Provided data:
"""
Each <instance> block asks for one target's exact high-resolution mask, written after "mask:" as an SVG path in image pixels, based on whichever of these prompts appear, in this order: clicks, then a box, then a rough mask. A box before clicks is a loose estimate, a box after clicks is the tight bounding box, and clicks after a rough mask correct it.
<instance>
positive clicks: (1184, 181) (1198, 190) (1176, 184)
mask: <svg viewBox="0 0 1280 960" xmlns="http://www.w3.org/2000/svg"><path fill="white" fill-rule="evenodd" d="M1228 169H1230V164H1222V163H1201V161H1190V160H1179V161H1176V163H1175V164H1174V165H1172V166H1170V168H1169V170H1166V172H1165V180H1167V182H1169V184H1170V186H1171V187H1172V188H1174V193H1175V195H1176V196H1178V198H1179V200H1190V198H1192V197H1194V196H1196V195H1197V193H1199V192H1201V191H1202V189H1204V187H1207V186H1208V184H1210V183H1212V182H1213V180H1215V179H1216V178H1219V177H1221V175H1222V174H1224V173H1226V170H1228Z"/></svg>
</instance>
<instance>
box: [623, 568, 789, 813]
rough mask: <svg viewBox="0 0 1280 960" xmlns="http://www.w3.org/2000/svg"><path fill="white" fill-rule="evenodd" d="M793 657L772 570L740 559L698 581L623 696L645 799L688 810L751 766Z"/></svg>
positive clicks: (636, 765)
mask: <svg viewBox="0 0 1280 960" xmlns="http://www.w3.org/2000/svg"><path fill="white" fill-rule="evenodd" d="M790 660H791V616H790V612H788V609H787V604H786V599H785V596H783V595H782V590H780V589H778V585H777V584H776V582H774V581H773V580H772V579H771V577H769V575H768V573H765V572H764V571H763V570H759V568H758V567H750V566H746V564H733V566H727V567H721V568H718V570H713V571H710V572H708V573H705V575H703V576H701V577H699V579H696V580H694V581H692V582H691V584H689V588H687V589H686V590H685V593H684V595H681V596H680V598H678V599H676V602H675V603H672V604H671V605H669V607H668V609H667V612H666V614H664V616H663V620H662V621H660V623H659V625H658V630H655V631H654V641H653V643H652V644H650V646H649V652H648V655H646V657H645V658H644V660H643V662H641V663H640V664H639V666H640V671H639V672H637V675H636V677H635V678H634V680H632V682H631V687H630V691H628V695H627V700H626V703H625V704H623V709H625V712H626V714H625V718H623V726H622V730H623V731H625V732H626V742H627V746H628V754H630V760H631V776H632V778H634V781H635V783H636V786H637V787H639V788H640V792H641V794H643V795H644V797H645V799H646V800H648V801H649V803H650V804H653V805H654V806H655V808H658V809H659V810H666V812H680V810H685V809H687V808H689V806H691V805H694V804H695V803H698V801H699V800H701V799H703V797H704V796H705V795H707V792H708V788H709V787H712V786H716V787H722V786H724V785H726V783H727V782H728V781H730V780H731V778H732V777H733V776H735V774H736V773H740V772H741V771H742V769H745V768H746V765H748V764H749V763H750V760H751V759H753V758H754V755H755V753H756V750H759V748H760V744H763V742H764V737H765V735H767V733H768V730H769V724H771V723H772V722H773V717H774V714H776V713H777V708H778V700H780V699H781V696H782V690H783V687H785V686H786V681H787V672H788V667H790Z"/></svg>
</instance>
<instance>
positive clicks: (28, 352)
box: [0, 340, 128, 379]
"""
What is needed: Reproduce every entry above so that each one matches its source exactly.

Reply to the exercise:
Each <instance> block asks for one target's exact high-resolution mask, written after "mask:" as an SVG path in image pixels, based on whichever of these prompts appear, in this order: clicks, then a box, then a rough mask. A box before clicks is a loose estimate, a box after clicks is the tight bounding box, and clicks after a rough mask correct it.
<instance>
positive clicks: (1184, 181) (1198, 190) (1176, 184)
mask: <svg viewBox="0 0 1280 960" xmlns="http://www.w3.org/2000/svg"><path fill="white" fill-rule="evenodd" d="M1228 169H1230V164H1222V163H1201V161H1190V160H1179V161H1176V163H1175V164H1174V165H1172V166H1170V168H1169V170H1166V172H1165V180H1167V182H1169V184H1170V186H1171V187H1172V188H1174V193H1175V195H1176V196H1178V198H1179V200H1190V198H1192V197H1194V196H1196V195H1197V193H1199V192H1201V191H1202V189H1204V187H1207V186H1208V184H1210V183H1212V182H1213V180H1215V179H1216V178H1219V177H1221V175H1222V174H1224V173H1226V170H1228Z"/></svg>
</instance>
<instance>
box: [623, 568, 789, 813]
rough mask: <svg viewBox="0 0 1280 960" xmlns="http://www.w3.org/2000/svg"><path fill="white" fill-rule="evenodd" d="M793 657L772 570L740 559L698 581L623 696L645 799L688 810L751 766Z"/></svg>
positive clicks: (636, 765)
mask: <svg viewBox="0 0 1280 960" xmlns="http://www.w3.org/2000/svg"><path fill="white" fill-rule="evenodd" d="M790 660H791V616H790V612H788V609H787V604H786V599H785V596H783V595H782V590H780V589H778V585H777V584H776V582H774V581H773V580H772V579H771V577H769V575H768V573H765V572H764V571H763V570H759V568H758V567H750V566H746V564H733V566H727V567H721V568H718V570H713V571H710V572H708V573H705V575H703V576H701V577H699V579H696V580H694V581H692V582H691V584H689V588H687V589H686V590H685V593H684V595H681V596H680V598H678V599H676V602H675V603H672V604H671V605H669V607H668V609H667V612H666V614H664V616H663V620H662V621H660V623H659V625H658V630H655V631H654V641H653V643H652V644H650V646H649V652H648V655H646V657H645V658H644V660H643V662H641V663H640V664H639V666H640V671H639V672H637V675H636V677H635V678H634V680H632V682H631V687H630V691H628V695H627V700H626V703H625V704H623V709H625V712H626V714H625V718H623V726H622V730H623V731H625V732H626V742H627V746H628V754H630V760H631V776H632V778H634V781H635V783H636V786H637V787H639V788H640V792H641V794H643V795H644V797H645V799H646V800H648V801H649V803H650V804H653V805H654V806H655V808H658V809H659V810H666V812H680V810H685V809H687V808H689V806H691V805H694V804H695V803H698V801H699V800H701V799H703V797H704V796H705V795H707V792H708V788H709V787H712V786H716V787H722V786H724V785H726V783H727V782H728V781H730V780H731V778H732V777H733V776H735V774H736V773H740V772H741V771H742V769H745V768H746V765H748V764H749V763H750V760H751V759H753V758H754V755H755V753H756V750H759V748H760V744H763V742H764V737H765V735H767V733H768V730H769V724H771V723H772V722H773V717H774V714H776V713H777V708H778V700H780V699H781V696H782V690H783V687H785V686H786V681H787V672H788V667H790Z"/></svg>
</instance>
<instance>
positive clicks: (28, 352)
box: [0, 340, 128, 379]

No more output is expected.